Region outline entries
····················

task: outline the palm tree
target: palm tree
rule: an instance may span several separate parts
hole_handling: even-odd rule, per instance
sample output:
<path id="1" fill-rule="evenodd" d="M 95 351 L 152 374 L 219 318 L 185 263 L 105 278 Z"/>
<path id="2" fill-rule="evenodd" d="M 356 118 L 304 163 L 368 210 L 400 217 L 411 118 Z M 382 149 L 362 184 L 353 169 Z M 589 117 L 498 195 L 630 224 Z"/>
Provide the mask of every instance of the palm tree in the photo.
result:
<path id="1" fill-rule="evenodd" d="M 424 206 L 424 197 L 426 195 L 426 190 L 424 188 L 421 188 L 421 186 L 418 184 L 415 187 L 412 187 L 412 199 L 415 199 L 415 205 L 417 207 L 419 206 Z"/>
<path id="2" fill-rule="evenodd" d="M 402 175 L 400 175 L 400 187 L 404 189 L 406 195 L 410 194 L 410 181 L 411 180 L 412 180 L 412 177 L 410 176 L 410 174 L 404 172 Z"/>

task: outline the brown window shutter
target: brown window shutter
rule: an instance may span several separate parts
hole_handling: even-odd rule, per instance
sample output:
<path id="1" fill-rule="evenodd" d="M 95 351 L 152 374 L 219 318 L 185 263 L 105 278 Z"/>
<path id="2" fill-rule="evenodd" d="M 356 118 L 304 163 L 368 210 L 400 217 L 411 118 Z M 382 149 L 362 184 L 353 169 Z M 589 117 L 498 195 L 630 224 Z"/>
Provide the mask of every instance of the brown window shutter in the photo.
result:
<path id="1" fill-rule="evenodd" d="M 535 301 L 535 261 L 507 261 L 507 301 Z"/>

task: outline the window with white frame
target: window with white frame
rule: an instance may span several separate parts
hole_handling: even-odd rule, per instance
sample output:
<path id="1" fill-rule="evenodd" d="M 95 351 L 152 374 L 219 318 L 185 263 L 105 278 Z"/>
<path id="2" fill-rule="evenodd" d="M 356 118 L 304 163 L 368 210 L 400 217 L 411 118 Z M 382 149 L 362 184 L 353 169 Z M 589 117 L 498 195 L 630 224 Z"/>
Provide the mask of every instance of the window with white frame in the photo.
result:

····················

Please return every line of the rows that contains the word "Provide", treating upper and lower case as distinct.

ANSWER TO THE EXERCISE ::
Provide the mask of every instance of the palm tree in the photo.
Provide the mask of every instance of the brown window shutter in the photo.
Provide the mask of every instance of the window with white frame in the photo.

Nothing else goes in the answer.